CHALLENGES =
- 1) In the propane hedging excerpt, why are the asset, liability and mark-to-market gains or losses from the open financial derivative purchase commitments recorded on the consolidated balance sheets until settlement? Answer in one to three sentences.
- 2) Could you carry on the propane hedging excerpt from its final sentence?
>> START EXCERPTED TEXT
We employ risk management activities that attempt to mitigate price risks related to the purchase, storage, transport and sale of propane generally in the contract and spot markets from major domestic energy companies on a short-term basis. We attempt to mitigate these price risks through the use of financial derivative instruments and forward propane purchase and sales contracts. We enter into propane sales commitments with a portion of our customers that provide for a contracted price agreement for a specified period of time. These commitments can expose us to product price risk if not immediately hedged with an offsetting propane purchase commitment.

Our open financial derivative purchase commitments are designated as hedges primarily for fiscal 2019 and 2020 sales commitments and, as of July 31, 2018, have experienced net mark-to-market gains of approximately $20.6 million. Because these financial derivative purchase commitments qualify for hedge accounting treatment, the resulting asset, liability and related mark-to-market gains or losses are recorded on the consolidated balance sheets as “Prepaid expenses and other current assets,” "Other assets, net," “Other current liabilities,” "Other liabilities" and “Accumulated other comprehensive income,” respectively, until settled. Upon settlement, realized gains or losses on these contracts will be reclassified to “Cost of product sold-propane and other gas liquid sales” in the consolidated statements of operations as the underlying inventory is sold. These financial derivative purchase commitment net gains are expected to be offset by decreased margins on propane sales commitments that qualify for the normal purchase normal sale exception. At July 31, 2018, we estimate 74% of currently open financial derivative purchase commitments, the related propane sales commitments and the resulting gross margin will be realized into earnings during the next twelve months.
Corporate and other

As discussed above, in a series of transactions, we sold our Midstream Operations, which was a reporting segment until July 2018. Midstream Operations will be presented in this report within Corporate and Other. Prior to July 2018, we conducted crude oil logistics operations and related activity, as well as water solutions operations, under our Midstream operations reportable segment.
>> END EXCERPTED TEXT
>> START DATASET CONTENT
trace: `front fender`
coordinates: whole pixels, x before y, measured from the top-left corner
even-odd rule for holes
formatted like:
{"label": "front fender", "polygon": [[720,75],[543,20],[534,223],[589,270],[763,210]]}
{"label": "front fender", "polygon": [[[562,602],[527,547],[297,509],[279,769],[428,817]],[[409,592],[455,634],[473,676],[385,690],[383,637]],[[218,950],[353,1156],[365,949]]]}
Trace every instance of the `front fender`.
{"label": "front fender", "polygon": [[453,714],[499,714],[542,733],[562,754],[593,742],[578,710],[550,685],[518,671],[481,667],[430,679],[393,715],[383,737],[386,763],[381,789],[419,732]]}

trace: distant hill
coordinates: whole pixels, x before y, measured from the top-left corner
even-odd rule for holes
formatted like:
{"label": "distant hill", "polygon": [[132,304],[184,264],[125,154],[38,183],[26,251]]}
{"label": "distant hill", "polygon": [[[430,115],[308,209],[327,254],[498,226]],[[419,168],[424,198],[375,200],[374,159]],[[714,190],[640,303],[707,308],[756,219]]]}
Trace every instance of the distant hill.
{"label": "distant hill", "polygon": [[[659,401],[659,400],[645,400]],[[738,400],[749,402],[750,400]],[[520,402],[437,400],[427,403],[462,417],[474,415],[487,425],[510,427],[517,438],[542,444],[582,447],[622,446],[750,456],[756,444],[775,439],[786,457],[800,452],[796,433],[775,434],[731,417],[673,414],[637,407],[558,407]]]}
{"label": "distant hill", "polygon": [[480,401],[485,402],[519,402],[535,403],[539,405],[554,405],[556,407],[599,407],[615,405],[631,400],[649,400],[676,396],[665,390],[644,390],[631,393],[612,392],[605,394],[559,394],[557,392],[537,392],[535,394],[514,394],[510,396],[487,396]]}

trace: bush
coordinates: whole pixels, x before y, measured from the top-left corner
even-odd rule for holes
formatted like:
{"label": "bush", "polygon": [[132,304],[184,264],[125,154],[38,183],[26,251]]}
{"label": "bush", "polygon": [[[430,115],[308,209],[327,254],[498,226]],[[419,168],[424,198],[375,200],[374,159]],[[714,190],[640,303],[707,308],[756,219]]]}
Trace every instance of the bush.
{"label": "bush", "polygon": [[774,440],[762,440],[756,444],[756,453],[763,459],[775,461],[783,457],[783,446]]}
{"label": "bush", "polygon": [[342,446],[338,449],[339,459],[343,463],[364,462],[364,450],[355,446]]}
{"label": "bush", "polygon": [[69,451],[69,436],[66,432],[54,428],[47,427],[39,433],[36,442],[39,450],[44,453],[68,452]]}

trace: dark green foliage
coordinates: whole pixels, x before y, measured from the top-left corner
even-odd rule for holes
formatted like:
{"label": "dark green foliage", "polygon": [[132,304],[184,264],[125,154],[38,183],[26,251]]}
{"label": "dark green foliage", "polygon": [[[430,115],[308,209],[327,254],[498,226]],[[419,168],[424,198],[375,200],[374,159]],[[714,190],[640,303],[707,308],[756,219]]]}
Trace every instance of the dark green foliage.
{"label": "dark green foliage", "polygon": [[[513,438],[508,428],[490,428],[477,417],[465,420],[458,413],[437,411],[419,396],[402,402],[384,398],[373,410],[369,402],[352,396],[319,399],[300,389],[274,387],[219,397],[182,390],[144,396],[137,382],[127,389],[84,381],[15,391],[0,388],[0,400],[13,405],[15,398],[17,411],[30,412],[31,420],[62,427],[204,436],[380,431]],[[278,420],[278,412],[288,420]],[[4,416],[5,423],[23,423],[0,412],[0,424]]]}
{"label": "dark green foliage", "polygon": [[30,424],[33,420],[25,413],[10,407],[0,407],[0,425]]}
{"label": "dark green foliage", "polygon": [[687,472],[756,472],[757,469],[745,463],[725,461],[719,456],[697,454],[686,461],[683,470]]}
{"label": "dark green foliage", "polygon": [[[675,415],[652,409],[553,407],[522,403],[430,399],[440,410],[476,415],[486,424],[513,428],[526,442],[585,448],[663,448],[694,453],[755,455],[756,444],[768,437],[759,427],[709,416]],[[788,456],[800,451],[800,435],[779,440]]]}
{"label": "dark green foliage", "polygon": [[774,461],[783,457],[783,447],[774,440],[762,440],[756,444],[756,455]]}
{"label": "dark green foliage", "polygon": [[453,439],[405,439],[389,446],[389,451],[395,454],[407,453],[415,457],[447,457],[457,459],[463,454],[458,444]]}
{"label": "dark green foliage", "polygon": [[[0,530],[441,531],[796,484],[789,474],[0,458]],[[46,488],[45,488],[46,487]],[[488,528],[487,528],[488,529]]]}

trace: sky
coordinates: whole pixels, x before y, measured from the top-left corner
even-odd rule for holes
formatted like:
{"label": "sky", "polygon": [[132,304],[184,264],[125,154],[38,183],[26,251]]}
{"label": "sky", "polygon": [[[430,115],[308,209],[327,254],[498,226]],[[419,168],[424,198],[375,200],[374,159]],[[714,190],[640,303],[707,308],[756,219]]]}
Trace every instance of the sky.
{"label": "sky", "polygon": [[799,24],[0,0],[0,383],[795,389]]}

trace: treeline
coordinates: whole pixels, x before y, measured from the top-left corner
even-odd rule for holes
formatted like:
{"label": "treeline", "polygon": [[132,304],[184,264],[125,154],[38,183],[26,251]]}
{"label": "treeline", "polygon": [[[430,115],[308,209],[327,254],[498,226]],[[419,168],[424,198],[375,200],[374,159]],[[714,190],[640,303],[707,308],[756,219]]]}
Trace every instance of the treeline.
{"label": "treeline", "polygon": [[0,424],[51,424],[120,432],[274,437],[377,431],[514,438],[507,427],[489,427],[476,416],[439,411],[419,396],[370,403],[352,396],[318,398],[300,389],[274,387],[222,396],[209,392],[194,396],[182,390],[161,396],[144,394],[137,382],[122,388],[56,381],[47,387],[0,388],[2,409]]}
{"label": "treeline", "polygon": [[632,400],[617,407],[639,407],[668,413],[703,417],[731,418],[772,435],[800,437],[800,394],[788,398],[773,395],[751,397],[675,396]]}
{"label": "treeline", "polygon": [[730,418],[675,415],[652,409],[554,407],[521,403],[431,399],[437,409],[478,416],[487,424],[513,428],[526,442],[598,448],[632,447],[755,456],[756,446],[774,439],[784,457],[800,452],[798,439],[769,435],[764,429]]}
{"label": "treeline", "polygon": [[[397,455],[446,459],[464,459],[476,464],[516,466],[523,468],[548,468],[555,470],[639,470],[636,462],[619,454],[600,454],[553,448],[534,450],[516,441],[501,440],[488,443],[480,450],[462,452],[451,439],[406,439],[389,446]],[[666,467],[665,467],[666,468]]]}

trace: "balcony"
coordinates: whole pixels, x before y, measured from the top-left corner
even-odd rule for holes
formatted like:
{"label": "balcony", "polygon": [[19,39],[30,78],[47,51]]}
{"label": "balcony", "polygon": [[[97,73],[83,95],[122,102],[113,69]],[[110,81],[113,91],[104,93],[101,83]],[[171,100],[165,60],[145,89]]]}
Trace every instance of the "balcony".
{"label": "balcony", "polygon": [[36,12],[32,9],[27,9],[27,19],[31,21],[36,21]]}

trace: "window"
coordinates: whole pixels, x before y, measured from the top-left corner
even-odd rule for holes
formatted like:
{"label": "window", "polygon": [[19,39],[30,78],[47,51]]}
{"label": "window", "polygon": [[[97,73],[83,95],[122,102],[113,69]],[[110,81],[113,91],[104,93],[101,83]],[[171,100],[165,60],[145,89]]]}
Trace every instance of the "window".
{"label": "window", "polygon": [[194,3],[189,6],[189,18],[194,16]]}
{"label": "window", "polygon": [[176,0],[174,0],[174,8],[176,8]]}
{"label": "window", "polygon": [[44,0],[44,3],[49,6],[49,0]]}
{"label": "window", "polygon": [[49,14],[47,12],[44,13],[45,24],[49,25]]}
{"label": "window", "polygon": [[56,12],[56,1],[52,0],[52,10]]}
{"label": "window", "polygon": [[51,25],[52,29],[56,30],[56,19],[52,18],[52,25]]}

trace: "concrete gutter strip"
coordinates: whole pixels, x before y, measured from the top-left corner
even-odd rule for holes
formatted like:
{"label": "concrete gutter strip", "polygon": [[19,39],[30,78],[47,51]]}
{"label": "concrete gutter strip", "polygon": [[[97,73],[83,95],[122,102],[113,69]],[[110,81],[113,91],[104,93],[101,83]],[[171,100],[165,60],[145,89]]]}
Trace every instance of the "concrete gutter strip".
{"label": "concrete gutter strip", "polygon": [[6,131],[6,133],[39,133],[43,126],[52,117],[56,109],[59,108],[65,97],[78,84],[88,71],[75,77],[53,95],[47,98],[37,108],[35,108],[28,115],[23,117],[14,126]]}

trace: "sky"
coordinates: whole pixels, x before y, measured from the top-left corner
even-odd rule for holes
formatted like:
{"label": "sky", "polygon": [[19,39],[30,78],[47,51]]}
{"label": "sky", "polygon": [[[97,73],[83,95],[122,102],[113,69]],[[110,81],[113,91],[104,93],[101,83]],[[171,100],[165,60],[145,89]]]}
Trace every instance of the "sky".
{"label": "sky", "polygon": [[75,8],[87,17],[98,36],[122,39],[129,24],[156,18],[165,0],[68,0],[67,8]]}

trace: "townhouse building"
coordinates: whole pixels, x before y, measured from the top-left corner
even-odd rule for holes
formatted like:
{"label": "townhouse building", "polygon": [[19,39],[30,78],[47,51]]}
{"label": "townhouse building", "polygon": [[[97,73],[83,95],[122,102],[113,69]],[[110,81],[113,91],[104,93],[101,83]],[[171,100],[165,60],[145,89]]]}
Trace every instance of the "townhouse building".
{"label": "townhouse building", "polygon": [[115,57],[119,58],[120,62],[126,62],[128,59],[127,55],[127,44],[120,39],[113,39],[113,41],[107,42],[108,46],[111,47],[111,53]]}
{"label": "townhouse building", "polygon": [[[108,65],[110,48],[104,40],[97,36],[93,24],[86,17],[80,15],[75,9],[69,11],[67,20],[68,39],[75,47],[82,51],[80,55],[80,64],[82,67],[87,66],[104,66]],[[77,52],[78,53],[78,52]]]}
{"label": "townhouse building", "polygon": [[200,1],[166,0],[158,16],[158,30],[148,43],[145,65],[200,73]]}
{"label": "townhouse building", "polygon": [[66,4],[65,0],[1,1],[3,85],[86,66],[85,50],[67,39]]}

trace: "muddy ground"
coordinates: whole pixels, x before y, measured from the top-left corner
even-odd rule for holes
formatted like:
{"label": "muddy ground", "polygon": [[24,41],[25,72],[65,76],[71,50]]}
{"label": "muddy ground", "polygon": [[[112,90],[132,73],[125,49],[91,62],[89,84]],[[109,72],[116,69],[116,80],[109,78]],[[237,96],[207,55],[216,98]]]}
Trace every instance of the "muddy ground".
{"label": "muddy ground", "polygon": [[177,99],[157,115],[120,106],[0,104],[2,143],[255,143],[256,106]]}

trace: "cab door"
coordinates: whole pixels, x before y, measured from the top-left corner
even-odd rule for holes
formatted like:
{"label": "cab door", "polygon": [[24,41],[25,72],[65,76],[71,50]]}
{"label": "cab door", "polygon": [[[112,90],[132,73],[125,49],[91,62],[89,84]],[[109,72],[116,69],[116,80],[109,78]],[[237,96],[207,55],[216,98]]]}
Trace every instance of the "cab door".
>> END DATASET CONTENT
RESULTS FOR THE EXERCISE =
- 1) They are recorded there because these financial derivative purchase commitments qualify for hedge accounting treatment. Under that treatment, the amounts stay on the consolidated balance sheets until the contracts settle. At settlement, realized gains or losses are reclassified to "Cost of product sold-propane and other gas liquid sales" as the underlying inventory is sold.

- 2)
Our midstream operations primarily included crude oil logistics ("Bridger Logistics"). Bridger Logistics primarily generated income by providing crude oil transportation and logistics services on behalf of producers and end-users of crude oil. Bridger Logistics services included transportation through its operation of a fleet of trucks, tank trailers, railcars and pipeline injection terminals. We primarily operated in major oil and gas basins across the continental United States. Our crude oil logistics operations also entered into crude oil purchase and sales arrangements until January 2018. Our water solutions operations ("Water solutions") generated revenues from treatment and disposal of salt water generated from crude oil production operations at our salt water disposal wells and from the sale of recovered crude oil from our skimming oil process. Our facilities were located near oil and gas production fields with high levels of crude oil and natural gas in the Eagle Ford Basin in Texas.
 
Summary Discussion of Results of Operations:
For the years ended July 31, 2018 and 2017

During the fiscal 2018, we generated net loss attributable to Ferrellgas Partners L.P. of $254.6 million, compared to a net loss of $54.2 million during fiscal 2017.

Our propane operations and related equipment sales segment generated operating income of $167.8 million during fiscal 2018, compared to operating income of $187.9 million during fiscal 2017. The decrease in operating income resulted from a $40.1 million increase in operating, general and administrative expenses primarily the result of increased volumes sold, a $14.4 million increase in "Loss on asset sales and disposals" and a $10.0 million impairment of goodwill related to an immaterial reporting unit, partially offset by the $45.3 million increase in gross margin. Increased propane volumes sold primarily caused the increase in gross margin and in operating, general and administrative expenses.

Our corporate and other operations generated an operating loss of $259.8 million during fiscal 2018 compared to an operating loss of $92.5 million during fiscal 2017. Other operations included our midstream operations. See "Recent

46


Developments" for a discussion regarding the various sale transactions related to our midstream operations during fiscal 2018. This increase in operating loss is primarily due to losses totaling $160.0 million related to sales of midstream operations during fiscal 2018. Corporate operations recognized an operating loss of $67.8 million during fiscal 2018, compared to an operating loss of $66.2 million recognized during fiscal 2017. This increase in operating loss is primarily due to a $9.7 million increase in legal costs, partially offset by $4.5 million of decreased non-cash compensation charges and a $4.1 million decrease in corporate personnel costs.

“Interest expense” for Ferrellgas increased $16.0 million primarily due to increased interest rates associated with the $175.0 million of debt issued by Ferrellgas Partners in January 2017, which replaced a portion of the borrowings under the secured credit facility, as well as increased interest rates on the secured credit facility and accounts receivable securitization facility. "Interest expense” for the operating partnership increased $6.8 million primarily due to increased interest rates on the secured credit facility and accounts receivable securitization facilities.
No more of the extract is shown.